___ Records for this exercise ___

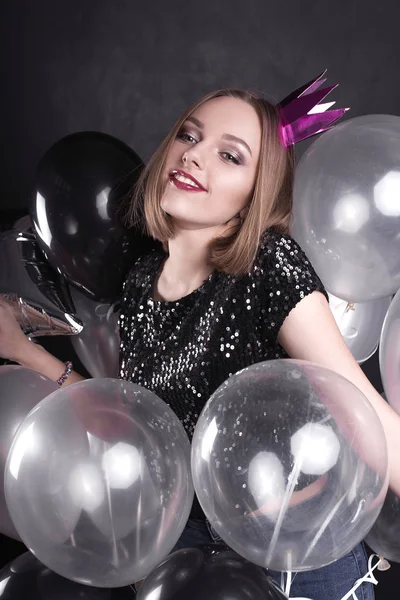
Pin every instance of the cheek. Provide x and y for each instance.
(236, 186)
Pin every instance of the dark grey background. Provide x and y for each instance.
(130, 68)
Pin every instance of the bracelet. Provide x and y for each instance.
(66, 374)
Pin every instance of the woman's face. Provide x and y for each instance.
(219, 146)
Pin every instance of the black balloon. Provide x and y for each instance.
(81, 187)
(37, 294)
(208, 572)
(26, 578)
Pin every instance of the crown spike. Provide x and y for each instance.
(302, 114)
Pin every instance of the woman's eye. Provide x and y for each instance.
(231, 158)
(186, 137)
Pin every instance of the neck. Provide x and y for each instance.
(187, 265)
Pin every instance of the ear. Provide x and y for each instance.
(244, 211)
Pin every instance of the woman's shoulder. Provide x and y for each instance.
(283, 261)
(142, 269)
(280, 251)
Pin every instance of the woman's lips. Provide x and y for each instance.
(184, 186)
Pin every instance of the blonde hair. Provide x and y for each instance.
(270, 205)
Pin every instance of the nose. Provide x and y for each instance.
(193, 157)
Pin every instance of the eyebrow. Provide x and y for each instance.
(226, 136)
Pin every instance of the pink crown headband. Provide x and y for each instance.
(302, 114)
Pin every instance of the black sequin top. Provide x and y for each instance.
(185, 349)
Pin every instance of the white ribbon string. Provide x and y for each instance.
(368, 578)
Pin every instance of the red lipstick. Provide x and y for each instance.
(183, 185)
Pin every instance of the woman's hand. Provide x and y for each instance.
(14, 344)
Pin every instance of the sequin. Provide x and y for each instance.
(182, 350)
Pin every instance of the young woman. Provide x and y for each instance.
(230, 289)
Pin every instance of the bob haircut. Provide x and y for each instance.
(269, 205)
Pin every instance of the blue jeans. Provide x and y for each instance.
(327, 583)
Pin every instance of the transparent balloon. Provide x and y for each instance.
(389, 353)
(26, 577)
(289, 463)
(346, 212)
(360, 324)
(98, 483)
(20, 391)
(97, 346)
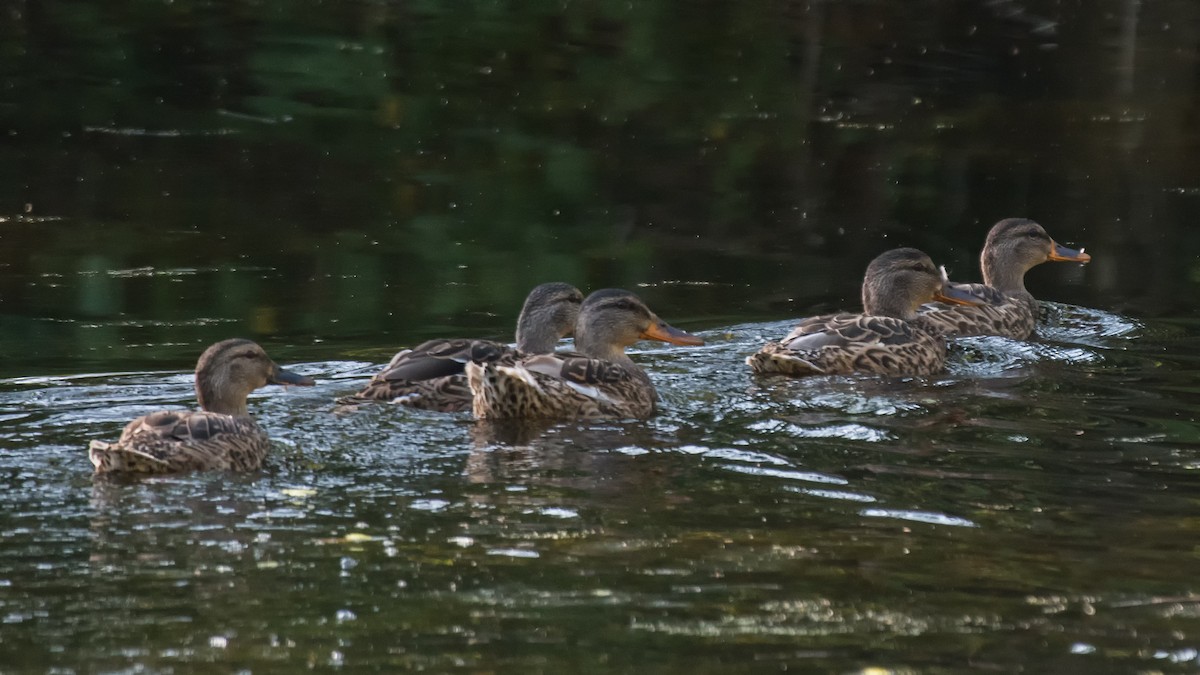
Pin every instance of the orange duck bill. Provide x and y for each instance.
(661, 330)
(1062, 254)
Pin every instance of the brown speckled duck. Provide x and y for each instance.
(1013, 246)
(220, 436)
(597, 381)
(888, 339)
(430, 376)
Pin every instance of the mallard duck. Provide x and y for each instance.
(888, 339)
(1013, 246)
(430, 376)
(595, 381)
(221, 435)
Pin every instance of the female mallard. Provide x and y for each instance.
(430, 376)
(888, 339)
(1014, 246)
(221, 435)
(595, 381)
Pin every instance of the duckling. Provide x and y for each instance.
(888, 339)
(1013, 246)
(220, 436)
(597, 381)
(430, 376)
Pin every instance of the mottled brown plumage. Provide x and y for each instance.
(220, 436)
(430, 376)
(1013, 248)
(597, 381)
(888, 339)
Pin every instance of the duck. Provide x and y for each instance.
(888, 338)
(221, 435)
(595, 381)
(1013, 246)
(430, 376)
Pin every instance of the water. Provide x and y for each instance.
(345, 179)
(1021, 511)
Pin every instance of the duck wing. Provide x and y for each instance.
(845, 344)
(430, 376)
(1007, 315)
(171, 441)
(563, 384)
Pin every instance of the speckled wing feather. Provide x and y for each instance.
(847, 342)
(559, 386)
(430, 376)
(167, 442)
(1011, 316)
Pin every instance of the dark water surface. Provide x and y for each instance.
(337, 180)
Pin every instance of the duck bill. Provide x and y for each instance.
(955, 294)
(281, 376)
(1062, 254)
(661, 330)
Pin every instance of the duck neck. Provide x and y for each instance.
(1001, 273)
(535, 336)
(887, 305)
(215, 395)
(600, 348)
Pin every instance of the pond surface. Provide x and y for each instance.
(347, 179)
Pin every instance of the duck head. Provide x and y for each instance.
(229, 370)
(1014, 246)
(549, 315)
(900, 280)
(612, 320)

___
___ Records for this exercise ___

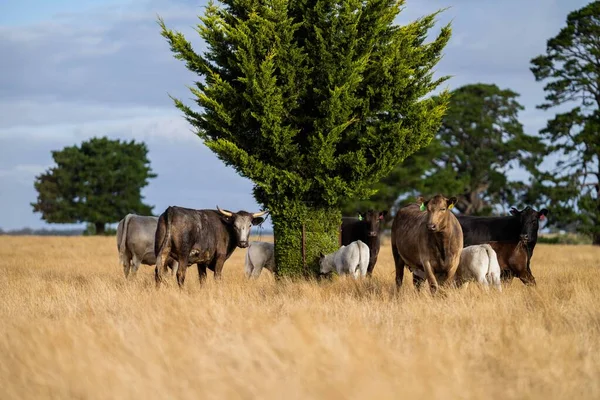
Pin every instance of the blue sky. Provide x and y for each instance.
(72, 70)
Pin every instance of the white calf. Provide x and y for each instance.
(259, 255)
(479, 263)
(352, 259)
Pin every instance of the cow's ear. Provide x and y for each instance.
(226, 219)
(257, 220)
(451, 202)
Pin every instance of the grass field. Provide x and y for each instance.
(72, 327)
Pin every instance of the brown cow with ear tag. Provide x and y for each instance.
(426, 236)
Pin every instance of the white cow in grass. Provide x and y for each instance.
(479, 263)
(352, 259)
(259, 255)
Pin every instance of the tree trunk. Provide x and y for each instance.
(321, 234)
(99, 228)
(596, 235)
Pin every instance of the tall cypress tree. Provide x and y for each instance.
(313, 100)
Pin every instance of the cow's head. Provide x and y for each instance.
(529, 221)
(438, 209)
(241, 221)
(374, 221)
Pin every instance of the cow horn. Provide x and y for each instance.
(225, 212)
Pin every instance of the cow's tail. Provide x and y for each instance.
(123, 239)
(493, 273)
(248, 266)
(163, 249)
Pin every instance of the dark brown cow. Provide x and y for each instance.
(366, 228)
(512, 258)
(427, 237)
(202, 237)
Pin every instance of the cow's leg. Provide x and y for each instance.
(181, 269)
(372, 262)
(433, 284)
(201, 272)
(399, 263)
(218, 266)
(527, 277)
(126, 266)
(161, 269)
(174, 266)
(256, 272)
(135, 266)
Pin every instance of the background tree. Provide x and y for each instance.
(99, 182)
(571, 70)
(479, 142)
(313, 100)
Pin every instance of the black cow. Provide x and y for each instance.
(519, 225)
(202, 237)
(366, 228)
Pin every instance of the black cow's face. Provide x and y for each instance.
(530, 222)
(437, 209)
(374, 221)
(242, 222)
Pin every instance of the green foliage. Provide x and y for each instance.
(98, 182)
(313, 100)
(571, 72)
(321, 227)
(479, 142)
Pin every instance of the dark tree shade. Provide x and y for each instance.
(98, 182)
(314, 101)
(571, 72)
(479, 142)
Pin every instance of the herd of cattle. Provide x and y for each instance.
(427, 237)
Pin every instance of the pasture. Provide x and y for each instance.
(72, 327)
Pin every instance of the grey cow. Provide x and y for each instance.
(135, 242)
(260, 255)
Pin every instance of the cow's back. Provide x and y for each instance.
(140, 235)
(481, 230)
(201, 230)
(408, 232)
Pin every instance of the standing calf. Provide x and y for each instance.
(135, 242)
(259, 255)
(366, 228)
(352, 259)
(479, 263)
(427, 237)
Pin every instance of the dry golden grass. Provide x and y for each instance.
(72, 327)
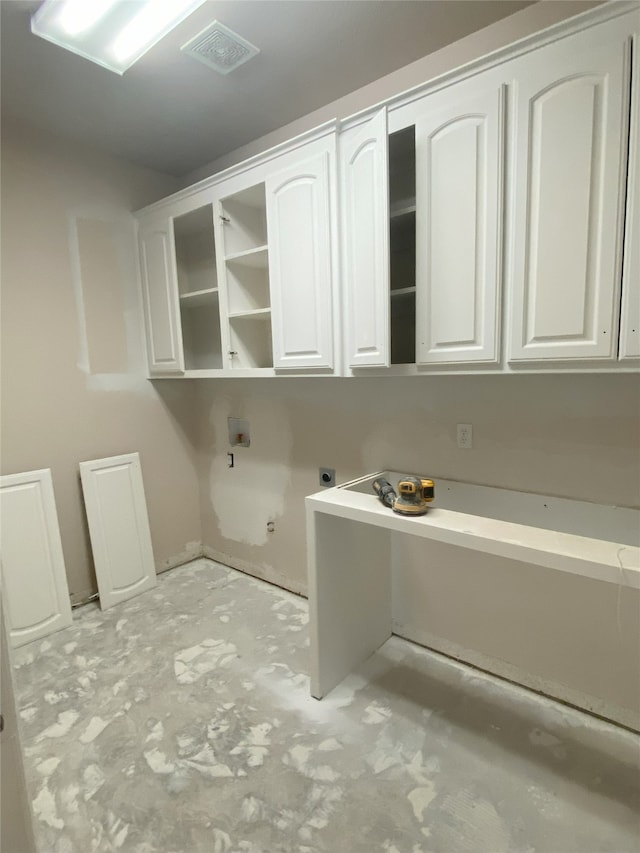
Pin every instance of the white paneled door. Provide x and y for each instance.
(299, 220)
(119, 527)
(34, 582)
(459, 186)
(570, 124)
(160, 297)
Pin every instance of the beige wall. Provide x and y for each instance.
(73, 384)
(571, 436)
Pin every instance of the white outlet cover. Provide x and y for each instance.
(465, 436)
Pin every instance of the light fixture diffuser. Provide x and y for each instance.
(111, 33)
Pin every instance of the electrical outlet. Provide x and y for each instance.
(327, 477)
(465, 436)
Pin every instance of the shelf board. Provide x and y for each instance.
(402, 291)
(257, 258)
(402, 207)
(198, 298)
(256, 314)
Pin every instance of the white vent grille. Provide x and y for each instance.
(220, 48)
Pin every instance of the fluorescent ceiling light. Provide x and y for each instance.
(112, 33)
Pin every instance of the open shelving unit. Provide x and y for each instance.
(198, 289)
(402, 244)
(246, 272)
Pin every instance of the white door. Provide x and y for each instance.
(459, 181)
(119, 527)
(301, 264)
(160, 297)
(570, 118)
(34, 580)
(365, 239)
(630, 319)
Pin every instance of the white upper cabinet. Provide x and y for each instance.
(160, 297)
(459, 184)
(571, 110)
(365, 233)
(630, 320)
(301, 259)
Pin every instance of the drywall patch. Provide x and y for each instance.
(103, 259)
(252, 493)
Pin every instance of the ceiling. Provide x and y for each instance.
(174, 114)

___
___ Records for this exercise ___

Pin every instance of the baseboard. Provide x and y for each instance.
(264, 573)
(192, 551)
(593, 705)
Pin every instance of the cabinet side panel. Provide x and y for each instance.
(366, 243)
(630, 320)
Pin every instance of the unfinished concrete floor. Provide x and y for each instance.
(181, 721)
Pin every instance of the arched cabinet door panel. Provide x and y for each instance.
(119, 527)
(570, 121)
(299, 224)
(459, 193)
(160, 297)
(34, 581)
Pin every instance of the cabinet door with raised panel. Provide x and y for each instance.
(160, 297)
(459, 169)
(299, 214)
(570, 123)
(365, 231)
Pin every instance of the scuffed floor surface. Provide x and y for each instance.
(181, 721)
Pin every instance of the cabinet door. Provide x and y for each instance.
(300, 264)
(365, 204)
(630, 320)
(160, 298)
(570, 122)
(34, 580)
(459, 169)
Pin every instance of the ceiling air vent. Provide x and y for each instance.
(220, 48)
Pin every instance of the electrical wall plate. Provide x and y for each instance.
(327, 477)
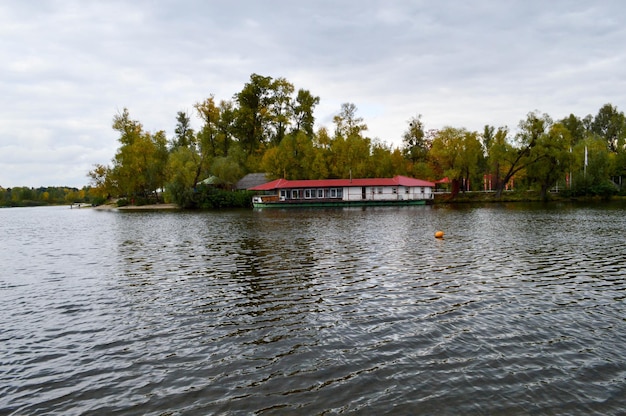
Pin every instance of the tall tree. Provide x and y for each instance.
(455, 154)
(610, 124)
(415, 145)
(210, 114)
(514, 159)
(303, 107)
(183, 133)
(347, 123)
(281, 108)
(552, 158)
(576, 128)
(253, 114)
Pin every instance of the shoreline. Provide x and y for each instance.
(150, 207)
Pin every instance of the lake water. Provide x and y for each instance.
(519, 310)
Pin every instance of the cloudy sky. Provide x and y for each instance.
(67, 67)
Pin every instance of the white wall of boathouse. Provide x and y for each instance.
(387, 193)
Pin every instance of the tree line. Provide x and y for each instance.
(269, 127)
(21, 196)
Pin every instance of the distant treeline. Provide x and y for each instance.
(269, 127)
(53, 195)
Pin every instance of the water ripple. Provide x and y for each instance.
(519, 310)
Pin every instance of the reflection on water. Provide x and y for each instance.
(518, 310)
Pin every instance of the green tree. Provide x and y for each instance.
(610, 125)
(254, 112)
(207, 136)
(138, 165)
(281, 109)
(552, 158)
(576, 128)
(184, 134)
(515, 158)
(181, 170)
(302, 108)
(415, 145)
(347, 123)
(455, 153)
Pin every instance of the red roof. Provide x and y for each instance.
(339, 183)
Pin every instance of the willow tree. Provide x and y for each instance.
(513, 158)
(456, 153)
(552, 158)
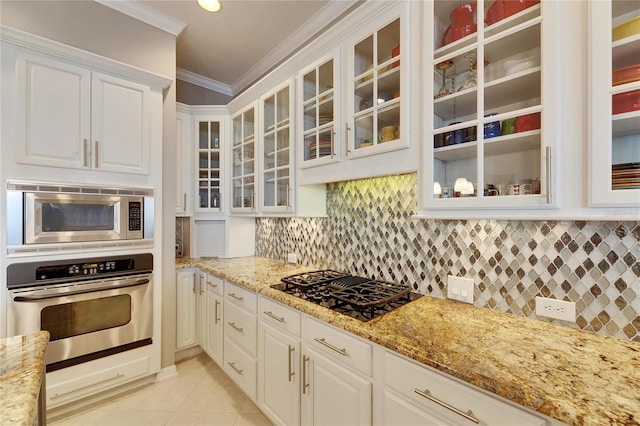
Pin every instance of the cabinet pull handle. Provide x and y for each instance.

___

Exercise instructions:
Copy word for word the span of the records above that begins at the line with "Pin every instance of the red roof." and ends at the line with "Pin every instance of the cabinet pull", including those two lines but not the pictures.

Reply:
Pin every instance of the red roof. Provide x and y for each instance.
(339, 183)
Pin every instance of the willow tree. Provide x and y for each instance.
(513, 158)
(456, 153)
(552, 158)
Pin every instance of the cabinet pull handle. Provide x and y for each instance.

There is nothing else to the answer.